### Your objective:
Please convert the entries below into a Markdown table with two columns, Row and Line, giving each non-blank line its own numbered row and skipping blank lines. Leave the pictures out of the table.

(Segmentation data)
.....
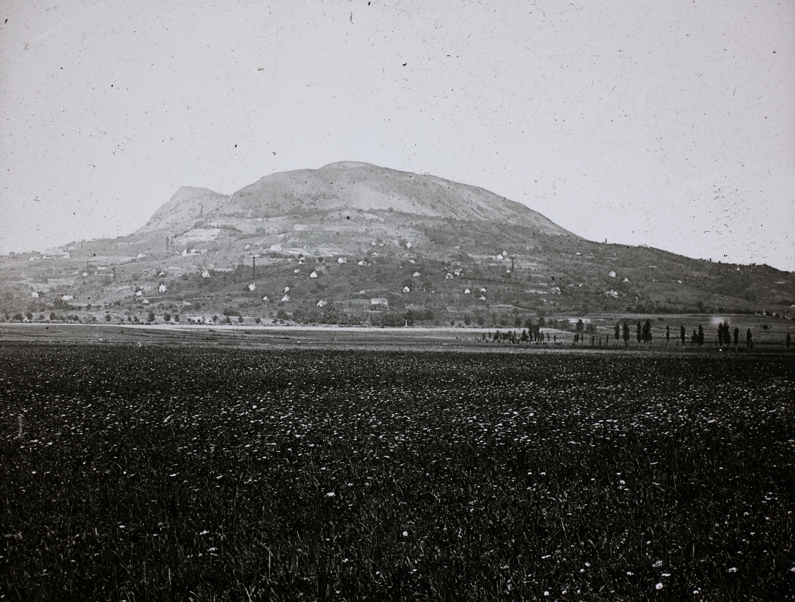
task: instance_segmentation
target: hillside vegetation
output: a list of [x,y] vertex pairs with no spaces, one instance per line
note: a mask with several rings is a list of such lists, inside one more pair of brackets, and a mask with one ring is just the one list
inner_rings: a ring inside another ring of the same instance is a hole
[[482,188],[350,162],[180,188],[130,236],[5,256],[0,276],[6,319],[489,325],[795,303],[789,272],[587,241]]

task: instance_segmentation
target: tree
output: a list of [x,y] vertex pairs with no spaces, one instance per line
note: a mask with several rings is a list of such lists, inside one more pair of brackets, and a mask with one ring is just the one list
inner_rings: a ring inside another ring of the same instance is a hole
[[651,320],[646,320],[643,323],[643,332],[641,336],[644,343],[651,345]]

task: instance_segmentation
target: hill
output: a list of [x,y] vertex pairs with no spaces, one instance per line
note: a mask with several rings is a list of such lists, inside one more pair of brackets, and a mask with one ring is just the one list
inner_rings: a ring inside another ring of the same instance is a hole
[[354,162],[183,187],[130,236],[6,256],[0,277],[7,318],[513,326],[795,303],[789,272],[588,241],[483,188]]

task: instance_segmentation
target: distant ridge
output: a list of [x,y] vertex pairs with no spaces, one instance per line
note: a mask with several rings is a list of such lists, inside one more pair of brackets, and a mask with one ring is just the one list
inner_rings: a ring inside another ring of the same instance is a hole
[[513,223],[544,234],[571,233],[525,205],[483,188],[357,161],[273,173],[230,196],[182,187],[140,231],[187,226],[197,217],[273,218],[343,208]]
.....
### Answer in full:
| Row | Line |
|---|---|
| 1 | task: instance_segmentation |
| 2 | target: hillside vegetation |
| 3 | output: a list of [x,y] vertex pairs with no spaces, one instance per line |
| 4 | note: a mask with several rings is a list of such lists, inside one more pair of brackets, and a mask with one ring is just the one list |
| 5 | inner_rings: a ring inside another ring of the same instance is a hole |
| 6 | [[482,188],[350,162],[180,188],[130,236],[5,256],[0,276],[6,319],[489,325],[795,303],[789,272],[587,241]] |
| 7 | task: instance_segmentation |
| 8 | target: tree |
| 9 | output: a list of [x,y] vertex pairs with no spaces, one instance per line |
| 10 | note: a mask with several rings is a list of such lists, inside one more pair of brackets, and a mask with one ring is just the one list |
| 11 | inner_rings: a ring inside another ring of the same instance is a hole |
| 12 | [[651,320],[646,320],[643,323],[643,332],[641,336],[644,343],[651,345]] |
| 13 | task: instance_segmentation |
| 14 | target: hill |
| 15 | output: a list of [x,y] vertex pairs with no spaces, one instance per line |
| 16 | note: a mask with several rings is a list of such lists, inside one more pair of brackets, and a mask with one ring is just the one list |
| 17 | inner_rings: a ring inside another ring of the same instance is a hole |
| 18 | [[354,162],[183,187],[130,236],[6,256],[0,277],[7,318],[513,326],[795,303],[789,272],[588,241],[483,188]] |
| 19 | task: instance_segmentation |
| 20 | target: distant ridge |
| 21 | output: a list of [x,y] vertex pairs with no spaces, one instance per line |
| 22 | note: a mask with several rings is a list of such lists, inside one more pair of brackets, and a mask with one ring is just the one list |
| 23 | inner_rings: a ring inside another ring of the same instance is a hole |
| 24 | [[513,223],[544,234],[571,233],[525,205],[483,188],[357,161],[273,173],[230,196],[182,187],[140,231],[187,226],[197,217],[273,218],[343,208]] |